- _Stated task 1_:
For the news report on Fortuyn's killing, decide whether each statement below agrees with it, answering yes or no and quoting the words that settle it: (a) the prime suspect is a 32-year-old white Dutchman; (b) the general election was postponed after the murder; (c) Fortuyn was shot outside a radio station.

The Dutch Government has announced next week's general election will go ahead as planned, despite Fortuyn's murder on Monday evening.

Police say they have detained their prime suspect in the case - a 32-year-old white Dutchman.

Reports say he was an animal-rights activist angered by Fortuyn's calls to lift a ban on fur farming.

The public prosecutor said ammunition was found at the suspect's house, matching the calibre of the bullets which killed Fortuyn. Police also removed environmental literature from his home.

Fortuyn, 54, an openly gay politician who was attracting widespread support for his policy of restricting immigration to the Netherlands, was shot dead outside a radio station by a lone gunman.

Election go-ahead

Rotterdam was Fortuyn's home and political base, and crowds there marched and chanted in protest at the killing, which has shocked the country.

Fortuyn's policies
Halt immigration
Integrate existing immigrants
Re-erect Dutch border controls
Sack 25% of civil servants
End Dutch system of consensus politics
The BBC's Tim Franks in Rotterdam, says as well as Fortuyn's supporters, many people joined the march to express their sorrow that this should happen in the easy-going Netherlands.

Prime Minister Wim Kok met political leaders on Tuesday - including members of Fortuyn's right-wing party - before announcing that there would be no postponement of the 15 May poll.

"It would be sensible not to change the original date," Mr Kok told reporters, adding that the decision meant that "democracy had prevailed".

During Tuesday's meeting with Mr Kok, Fortuyn's party - Fortuyn's List - requested that the election be held as originally planned.

"Of course we took into serious consideration what we heard from Pim Fortuyn's List, but also the opinions of the other political parties," Mr Kok said.

Sympathy vote

The BBC's Tim Franks says that some of Fortuyn's supporters are keen to press ahead with the poll, believing they will never have a better chance of winning support for a radical anti-immigration manifesto.

Dutch Prime Minister Wim Kok
Wim Kok: "A dark shadow has fallen over the Netherlands"
It is not clear yet whether the party will retain the name of its late leader. A new leader is due to be chosen after the elections.

Stored entries:
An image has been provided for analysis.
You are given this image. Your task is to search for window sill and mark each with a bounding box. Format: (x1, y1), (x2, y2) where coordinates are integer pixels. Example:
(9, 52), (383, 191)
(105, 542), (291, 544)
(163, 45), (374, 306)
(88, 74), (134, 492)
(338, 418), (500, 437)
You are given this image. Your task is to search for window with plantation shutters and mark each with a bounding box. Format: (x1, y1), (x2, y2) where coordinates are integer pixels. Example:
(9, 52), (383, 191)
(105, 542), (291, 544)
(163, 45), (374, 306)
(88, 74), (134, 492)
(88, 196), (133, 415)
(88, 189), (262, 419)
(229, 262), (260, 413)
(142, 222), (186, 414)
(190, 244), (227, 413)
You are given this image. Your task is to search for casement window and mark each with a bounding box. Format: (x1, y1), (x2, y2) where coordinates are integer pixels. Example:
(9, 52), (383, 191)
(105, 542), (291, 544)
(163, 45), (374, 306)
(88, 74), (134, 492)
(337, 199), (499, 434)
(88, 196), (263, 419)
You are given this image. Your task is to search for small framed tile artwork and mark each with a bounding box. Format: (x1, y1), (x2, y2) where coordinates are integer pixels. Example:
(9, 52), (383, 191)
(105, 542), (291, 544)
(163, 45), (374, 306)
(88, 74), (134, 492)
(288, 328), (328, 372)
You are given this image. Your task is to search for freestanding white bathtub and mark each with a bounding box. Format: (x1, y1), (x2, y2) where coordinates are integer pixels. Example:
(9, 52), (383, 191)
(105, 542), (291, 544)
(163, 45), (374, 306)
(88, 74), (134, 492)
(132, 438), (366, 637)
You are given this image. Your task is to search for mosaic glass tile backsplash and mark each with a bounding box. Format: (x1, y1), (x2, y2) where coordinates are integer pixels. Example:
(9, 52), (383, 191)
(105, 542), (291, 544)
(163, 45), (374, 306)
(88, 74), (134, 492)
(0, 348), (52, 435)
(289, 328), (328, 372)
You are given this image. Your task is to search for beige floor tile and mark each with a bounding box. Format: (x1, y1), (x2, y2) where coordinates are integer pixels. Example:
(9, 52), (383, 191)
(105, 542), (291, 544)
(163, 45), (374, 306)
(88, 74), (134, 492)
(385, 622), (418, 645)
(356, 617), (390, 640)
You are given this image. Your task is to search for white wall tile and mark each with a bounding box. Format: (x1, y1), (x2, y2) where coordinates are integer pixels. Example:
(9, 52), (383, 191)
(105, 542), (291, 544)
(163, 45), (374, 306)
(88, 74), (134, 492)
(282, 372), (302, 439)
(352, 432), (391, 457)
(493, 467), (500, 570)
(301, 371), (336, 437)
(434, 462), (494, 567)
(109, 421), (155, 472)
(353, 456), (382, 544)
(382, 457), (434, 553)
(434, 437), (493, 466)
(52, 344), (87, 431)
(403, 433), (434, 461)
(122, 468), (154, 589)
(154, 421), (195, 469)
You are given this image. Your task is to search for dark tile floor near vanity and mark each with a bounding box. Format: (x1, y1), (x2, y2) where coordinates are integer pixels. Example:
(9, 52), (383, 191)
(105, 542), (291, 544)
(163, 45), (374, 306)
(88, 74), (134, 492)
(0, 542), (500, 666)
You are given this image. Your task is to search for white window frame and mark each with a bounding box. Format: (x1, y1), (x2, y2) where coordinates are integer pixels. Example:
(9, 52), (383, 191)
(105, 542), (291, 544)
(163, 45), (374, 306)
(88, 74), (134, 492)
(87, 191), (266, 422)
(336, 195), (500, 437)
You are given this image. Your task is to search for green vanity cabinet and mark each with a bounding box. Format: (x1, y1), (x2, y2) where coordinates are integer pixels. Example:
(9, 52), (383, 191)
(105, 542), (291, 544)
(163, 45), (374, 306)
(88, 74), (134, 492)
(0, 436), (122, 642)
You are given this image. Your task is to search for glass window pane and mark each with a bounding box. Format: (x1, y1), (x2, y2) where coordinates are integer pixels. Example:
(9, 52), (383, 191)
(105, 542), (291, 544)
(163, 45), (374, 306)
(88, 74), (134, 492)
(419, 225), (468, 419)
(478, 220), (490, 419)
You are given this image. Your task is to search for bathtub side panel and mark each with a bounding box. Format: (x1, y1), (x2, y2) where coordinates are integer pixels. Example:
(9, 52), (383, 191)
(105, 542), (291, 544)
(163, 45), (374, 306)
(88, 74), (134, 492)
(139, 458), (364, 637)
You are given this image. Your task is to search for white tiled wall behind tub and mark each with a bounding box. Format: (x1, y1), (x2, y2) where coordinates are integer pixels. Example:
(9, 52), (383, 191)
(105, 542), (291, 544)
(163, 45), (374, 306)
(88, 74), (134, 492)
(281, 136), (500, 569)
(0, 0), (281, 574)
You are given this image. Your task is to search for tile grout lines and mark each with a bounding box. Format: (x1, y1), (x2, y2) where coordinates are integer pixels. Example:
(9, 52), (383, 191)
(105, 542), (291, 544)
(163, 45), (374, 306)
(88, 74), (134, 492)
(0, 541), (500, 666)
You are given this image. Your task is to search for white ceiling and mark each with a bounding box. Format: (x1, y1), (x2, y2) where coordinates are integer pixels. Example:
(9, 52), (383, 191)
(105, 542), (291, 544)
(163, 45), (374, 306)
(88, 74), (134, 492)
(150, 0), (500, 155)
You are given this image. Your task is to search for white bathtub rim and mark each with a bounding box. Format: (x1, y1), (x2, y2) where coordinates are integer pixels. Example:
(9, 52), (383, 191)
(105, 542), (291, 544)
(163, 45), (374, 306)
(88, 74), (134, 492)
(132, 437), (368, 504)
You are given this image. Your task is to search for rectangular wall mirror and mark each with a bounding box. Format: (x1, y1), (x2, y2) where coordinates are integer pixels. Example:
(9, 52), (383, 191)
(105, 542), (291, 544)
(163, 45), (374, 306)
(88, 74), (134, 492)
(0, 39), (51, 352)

- _Stated task 2_:
Arrange the lines of the stored entries as a numbered list, from the line with "search for freestanding" up to and including the line with "(356, 617), (390, 640)", leaving out any blank lines.

- _Written reply 1_:
(a) Yes: "a 32-year-old white Dutchman."
(b) No: "there would be no postponement of the 15 May poll."
(c) Yes: "was shot dead outside a radio station by a lone gunman."

- _Written reply 2_:
1. You are given this image. Your task is to search for freestanding white bathtub and mark each with a bounding box. Format: (x1, y1), (x2, y2) where coordinates are integer pixels. Example:
2. (9, 52), (383, 191)
3. (105, 542), (291, 544)
4. (163, 45), (374, 306)
5. (88, 74), (134, 492)
6. (132, 438), (366, 637)
7. You are given this image. Your task is to search for mosaic glass tile backsplash and mark each with a bounding box. Format: (x1, y1), (x2, y2) where coordinates are integer pixels. Example:
8. (9, 52), (383, 191)
9. (105, 542), (291, 544)
10. (163, 45), (374, 306)
11. (88, 74), (134, 492)
12. (0, 348), (52, 435)
13. (289, 328), (328, 372)
14. You are given this image. Your task is to search for beige floor tile and mark each with a bounding box. Format: (x1, y1), (x2, y2) where coordinates are integer pixels. Example:
15. (9, 52), (383, 191)
16. (105, 542), (291, 544)
17. (163, 45), (374, 306)
18. (88, 74), (134, 492)
19. (385, 622), (418, 645)
20. (356, 617), (390, 640)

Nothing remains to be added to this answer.